Below are some of the supported backends.
Note that the below instructions are tailored for Linux and MACOS users, Windows users should add
$env:
before defining environment variables.
$env:CMAKE_ARGS = "-DLLAMA_BLAS=ON -DLLAMA_BLAS_VENDOR=OpenBLAS"
pip install grag
1. OpenBLAS (CPU)
To install with OpenBLAS, set the LLAMA_BLAS
and LLAMA_BLAS_VENDOR
environment variables before installing:
export CMAKE_ARGS="-DLLAMA_BLAS=ON -DLLAMA_BLAS_VENDOR=OpenBLAS"
pip install grag
2. CUDA (Nvidia-GPU)
To install with CUDA support, set the LLAMA_CUDA=on
environment variable before installing:
export CMAKE_ARGS="-DLLAMA_CUDA=on"
pip install grag
3. Metal (MacOS)
To install with Metal (MPS), set the LLAMA_METAL=on
environment variable before installing:
export CMAKE_ARGS="-DLLAMA_METAL=on"
pip install grag
4. CLBlast (OpenCL)
To install with CLBlast, set the LLAMA_CLBLAST=on
environment variable before installing:
export CMAKE_ARGS="-DLLAMA_CLBLAST=on"
pip install grag
5. hipBLAS (AMD ROCm)
To install with hipBLAS / ROCm support for AMD cards, set the LLAMA_HIPBLAS=on
environment variable before installing:
export CMAKE_ARGS="-DLLAMA_HIPBLAS=on"
pip install grag
6. Vulkan
To install with Vulkan support, set the LLAMA_VULKAN=on
environment variable before installing:
export CMAKE_ARGS="-DLLAMA_VULKAN=on"
pip install grag
7. Kompute
To install with Kompute support, set the LLAMA_KOMPUTE=on
environment variable before installing:
export CMAKE_ARGS="-DLLAMA_KOMPUTE=on"
pip install grag
8. SYCL
To install with SYCL support, set the LLAMA_SYCL=on
environment variable before installing:
export CMAKE_ARGS="-DLLAMA_SYCL=on -DCMAKE_C_COMPILER=icx -DCMAKE_CXX_COMPILER=icpx"

## Dataset
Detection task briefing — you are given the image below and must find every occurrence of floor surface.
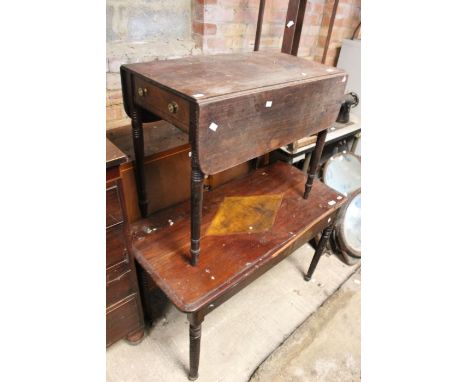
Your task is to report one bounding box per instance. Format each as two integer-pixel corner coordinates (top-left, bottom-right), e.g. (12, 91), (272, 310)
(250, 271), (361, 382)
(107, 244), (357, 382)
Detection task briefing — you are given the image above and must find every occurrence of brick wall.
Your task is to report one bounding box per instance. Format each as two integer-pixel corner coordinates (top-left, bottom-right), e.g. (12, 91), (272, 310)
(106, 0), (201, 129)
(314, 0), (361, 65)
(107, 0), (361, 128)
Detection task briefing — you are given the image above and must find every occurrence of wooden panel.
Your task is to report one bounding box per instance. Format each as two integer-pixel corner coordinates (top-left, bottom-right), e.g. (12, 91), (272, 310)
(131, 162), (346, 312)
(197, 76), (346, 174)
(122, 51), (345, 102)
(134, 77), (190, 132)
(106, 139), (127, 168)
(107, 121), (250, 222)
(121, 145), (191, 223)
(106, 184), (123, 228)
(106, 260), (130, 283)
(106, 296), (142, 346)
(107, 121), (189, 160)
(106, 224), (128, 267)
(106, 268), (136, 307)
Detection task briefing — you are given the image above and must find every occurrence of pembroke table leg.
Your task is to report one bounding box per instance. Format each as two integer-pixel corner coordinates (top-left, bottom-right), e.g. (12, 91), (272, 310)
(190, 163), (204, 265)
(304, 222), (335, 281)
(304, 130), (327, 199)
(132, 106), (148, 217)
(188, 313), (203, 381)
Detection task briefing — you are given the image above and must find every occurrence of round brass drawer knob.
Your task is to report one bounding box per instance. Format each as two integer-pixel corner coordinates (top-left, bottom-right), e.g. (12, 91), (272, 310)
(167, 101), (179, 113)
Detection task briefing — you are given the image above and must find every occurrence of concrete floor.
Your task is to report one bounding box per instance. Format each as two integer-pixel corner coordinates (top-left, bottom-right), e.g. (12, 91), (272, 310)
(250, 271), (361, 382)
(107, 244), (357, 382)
...
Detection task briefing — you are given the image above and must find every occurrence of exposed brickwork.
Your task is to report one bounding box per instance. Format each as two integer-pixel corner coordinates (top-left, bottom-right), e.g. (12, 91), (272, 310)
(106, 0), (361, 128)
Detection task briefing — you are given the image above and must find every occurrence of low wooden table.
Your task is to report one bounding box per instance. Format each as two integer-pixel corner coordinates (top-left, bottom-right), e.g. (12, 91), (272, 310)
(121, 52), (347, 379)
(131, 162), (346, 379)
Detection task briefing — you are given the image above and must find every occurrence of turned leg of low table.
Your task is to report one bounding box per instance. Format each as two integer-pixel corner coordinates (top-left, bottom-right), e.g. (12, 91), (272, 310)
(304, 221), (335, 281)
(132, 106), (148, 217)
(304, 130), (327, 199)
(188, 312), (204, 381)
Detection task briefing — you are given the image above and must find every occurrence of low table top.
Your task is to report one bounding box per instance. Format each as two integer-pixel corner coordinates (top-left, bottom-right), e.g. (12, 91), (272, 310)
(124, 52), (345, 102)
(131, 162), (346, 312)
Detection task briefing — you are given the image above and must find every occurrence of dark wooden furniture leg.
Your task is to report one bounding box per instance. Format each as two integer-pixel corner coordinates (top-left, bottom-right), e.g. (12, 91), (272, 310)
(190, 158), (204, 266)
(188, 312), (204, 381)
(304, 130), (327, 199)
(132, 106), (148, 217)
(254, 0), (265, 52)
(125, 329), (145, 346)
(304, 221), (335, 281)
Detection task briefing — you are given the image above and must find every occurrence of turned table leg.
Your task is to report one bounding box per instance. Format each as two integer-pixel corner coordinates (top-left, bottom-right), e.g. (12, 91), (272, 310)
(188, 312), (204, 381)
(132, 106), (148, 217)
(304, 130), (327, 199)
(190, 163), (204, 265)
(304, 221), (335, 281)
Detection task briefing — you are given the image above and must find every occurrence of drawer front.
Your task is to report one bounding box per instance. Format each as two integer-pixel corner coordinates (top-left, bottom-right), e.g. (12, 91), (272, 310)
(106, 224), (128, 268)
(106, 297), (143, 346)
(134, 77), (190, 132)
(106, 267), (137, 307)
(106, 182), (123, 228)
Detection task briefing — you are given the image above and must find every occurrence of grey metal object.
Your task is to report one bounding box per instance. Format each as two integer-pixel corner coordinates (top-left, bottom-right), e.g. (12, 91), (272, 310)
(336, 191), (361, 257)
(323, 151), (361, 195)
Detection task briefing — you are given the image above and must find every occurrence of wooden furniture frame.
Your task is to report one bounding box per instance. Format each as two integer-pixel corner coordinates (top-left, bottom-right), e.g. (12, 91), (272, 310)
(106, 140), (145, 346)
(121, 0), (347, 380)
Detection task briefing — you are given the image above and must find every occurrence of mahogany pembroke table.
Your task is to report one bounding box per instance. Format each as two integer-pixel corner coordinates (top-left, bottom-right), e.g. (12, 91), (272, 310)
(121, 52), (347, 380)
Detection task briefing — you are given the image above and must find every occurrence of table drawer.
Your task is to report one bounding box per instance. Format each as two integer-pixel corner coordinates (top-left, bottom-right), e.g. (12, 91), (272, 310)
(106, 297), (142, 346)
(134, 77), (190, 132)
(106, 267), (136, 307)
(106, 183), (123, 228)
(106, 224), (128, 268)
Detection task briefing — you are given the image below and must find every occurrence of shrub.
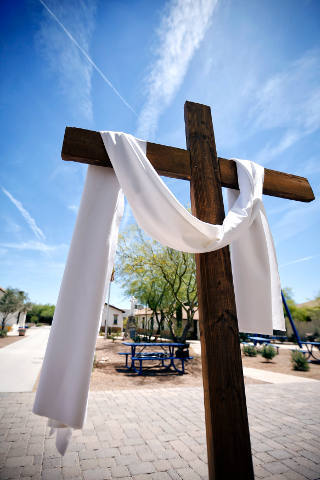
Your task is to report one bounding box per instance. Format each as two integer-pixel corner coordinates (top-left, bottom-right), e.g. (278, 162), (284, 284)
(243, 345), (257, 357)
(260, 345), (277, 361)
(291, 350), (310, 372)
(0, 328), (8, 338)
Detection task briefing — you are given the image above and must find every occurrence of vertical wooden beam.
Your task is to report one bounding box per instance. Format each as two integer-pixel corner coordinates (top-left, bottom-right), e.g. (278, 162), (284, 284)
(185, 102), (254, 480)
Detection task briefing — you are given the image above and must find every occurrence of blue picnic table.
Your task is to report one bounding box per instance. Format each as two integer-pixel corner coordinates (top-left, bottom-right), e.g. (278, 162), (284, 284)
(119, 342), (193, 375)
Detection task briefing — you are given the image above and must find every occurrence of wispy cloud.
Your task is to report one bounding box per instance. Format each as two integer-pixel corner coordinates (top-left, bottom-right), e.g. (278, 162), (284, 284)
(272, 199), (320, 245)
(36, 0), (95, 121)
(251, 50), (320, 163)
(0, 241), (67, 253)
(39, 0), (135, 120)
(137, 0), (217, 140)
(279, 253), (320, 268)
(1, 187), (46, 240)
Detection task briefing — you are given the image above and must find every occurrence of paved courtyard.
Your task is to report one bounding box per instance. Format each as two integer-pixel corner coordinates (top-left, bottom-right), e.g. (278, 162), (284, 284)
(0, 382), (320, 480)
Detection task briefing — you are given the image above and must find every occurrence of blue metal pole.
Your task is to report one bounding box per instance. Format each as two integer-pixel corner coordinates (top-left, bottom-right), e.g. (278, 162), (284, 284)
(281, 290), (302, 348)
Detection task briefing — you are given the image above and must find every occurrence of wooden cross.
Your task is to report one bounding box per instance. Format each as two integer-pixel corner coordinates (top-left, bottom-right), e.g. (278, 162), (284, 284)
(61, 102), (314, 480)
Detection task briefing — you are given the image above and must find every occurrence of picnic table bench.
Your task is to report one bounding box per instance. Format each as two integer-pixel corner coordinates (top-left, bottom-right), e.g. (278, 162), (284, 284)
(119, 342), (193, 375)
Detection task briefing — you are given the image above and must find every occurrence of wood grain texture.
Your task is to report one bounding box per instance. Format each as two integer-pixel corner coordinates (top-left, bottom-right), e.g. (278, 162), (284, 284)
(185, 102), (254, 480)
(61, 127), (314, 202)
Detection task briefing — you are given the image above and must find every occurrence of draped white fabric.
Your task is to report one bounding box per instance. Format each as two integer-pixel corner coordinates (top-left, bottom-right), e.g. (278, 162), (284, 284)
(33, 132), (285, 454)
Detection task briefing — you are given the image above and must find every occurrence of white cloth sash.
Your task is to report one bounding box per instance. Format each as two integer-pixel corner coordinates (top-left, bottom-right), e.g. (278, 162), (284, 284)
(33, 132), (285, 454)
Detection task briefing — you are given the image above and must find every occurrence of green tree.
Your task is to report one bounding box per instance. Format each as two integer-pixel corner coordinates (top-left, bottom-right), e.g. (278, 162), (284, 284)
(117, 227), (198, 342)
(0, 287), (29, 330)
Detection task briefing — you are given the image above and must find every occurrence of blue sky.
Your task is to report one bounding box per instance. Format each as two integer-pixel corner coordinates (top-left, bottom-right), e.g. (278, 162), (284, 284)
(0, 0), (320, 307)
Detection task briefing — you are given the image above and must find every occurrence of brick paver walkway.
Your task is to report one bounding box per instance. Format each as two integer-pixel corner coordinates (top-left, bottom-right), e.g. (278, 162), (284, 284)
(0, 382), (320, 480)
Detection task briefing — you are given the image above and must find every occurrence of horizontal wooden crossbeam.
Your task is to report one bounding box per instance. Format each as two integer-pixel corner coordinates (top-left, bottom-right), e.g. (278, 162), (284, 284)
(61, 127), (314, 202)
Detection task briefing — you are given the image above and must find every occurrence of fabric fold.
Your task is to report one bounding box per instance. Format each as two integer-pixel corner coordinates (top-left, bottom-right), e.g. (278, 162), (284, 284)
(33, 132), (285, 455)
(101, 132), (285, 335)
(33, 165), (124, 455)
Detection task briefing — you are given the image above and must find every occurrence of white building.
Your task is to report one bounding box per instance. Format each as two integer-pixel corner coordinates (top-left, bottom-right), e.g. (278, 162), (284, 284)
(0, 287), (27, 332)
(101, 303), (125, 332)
--
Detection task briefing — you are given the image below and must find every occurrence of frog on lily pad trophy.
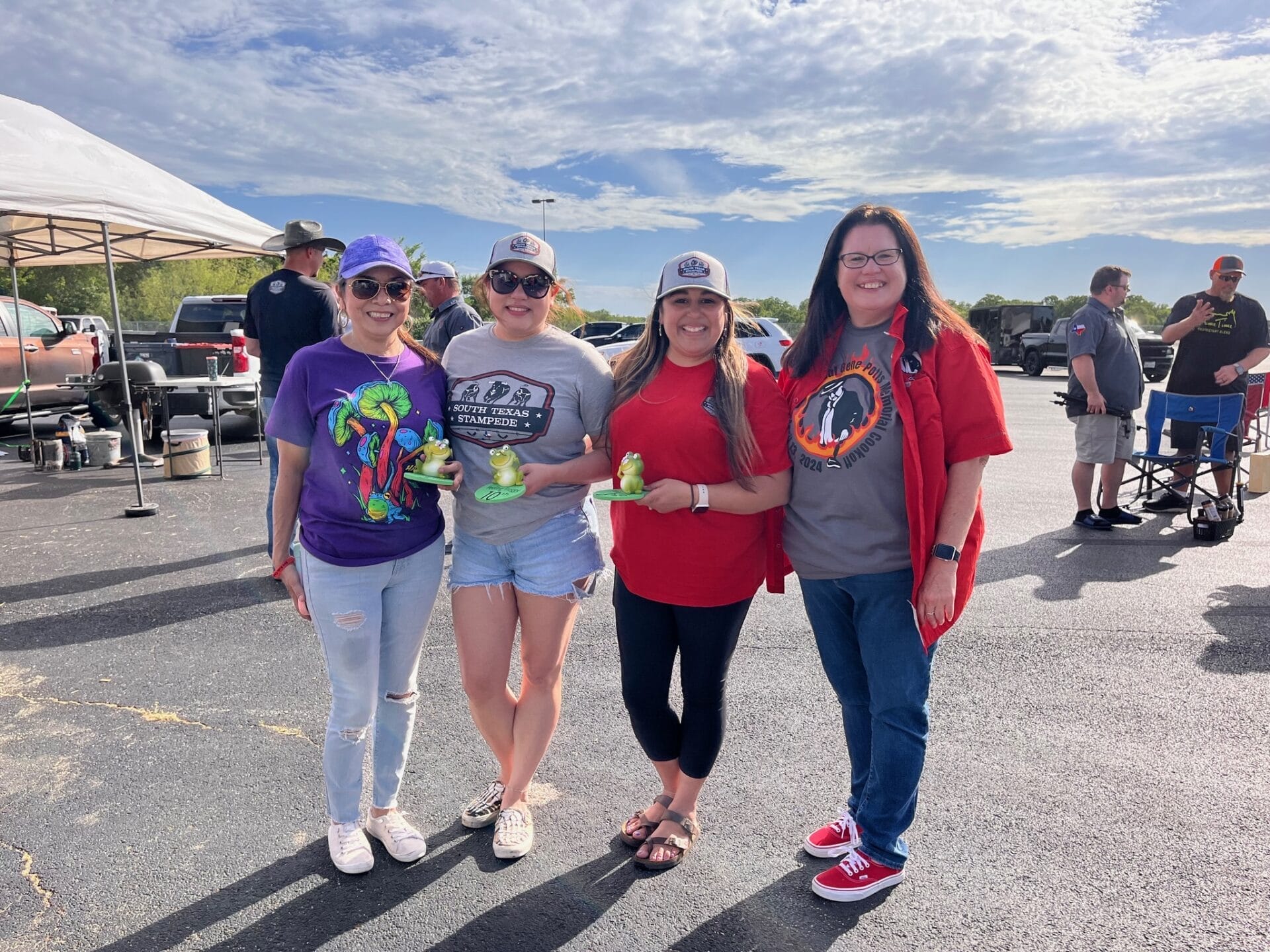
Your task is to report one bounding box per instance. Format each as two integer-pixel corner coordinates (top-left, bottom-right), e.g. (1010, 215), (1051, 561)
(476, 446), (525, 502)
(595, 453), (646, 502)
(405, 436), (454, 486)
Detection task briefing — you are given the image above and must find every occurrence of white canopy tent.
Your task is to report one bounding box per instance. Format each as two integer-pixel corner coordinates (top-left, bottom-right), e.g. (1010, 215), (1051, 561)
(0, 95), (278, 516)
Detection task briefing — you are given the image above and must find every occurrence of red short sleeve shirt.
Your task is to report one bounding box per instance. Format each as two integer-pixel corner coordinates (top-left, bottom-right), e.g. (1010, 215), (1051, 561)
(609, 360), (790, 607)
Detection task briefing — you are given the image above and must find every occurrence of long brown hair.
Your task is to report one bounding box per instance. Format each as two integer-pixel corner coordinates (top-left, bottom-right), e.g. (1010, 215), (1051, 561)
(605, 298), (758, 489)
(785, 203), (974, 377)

## Written exercise 1
Copy from the backend installation instructions the passage starting with "To install with Metal" and going on through "hipBLAS (AMD ROCm)".
## Written exercise 2
Repeat the lines of the listing starting with the line with "of floor surface." and going on through the line with "(107, 0), (361, 128)", leaving the pictures out.
The installation instructions and the listing are unrelated materials.

## Problem solution 1
To install with Metal (MPS), set the LLAMA_METAL=on
environment variable before installing:
export CMAKE_ARGS="-DLLAMA_METAL=on"
pip install grag
4. CLBlast (OpenCL)
To install with CLBlast, set the LLAMA_CLBLAST=on
environment variable before installing:
export CMAKE_ARGS="-DLLAMA_CLBLAST=on"
pip install grag
5. hipBLAS (AMD ROCm)

## Problem solution 2
Detection task briefing — you are given the image below and must find every occurrence of floor surface.
Your task is to report one bounding box per instance. Format each as two integer-pixel corner coordinates (top-left, bottom-right), e.g. (12, 91), (272, 310)
(250, 271), (361, 382)
(107, 244), (357, 382)
Detection task briefing — you are given the image above and must find every occurrence of brick wall.
Your task is to report one bounding box per instance. Format each as two integer-pixel corner coordinates (top-left, bottom-right), e.g. (12, 91), (272, 310)
(106, 0), (201, 129)
(314, 0), (361, 65)
(107, 0), (361, 128)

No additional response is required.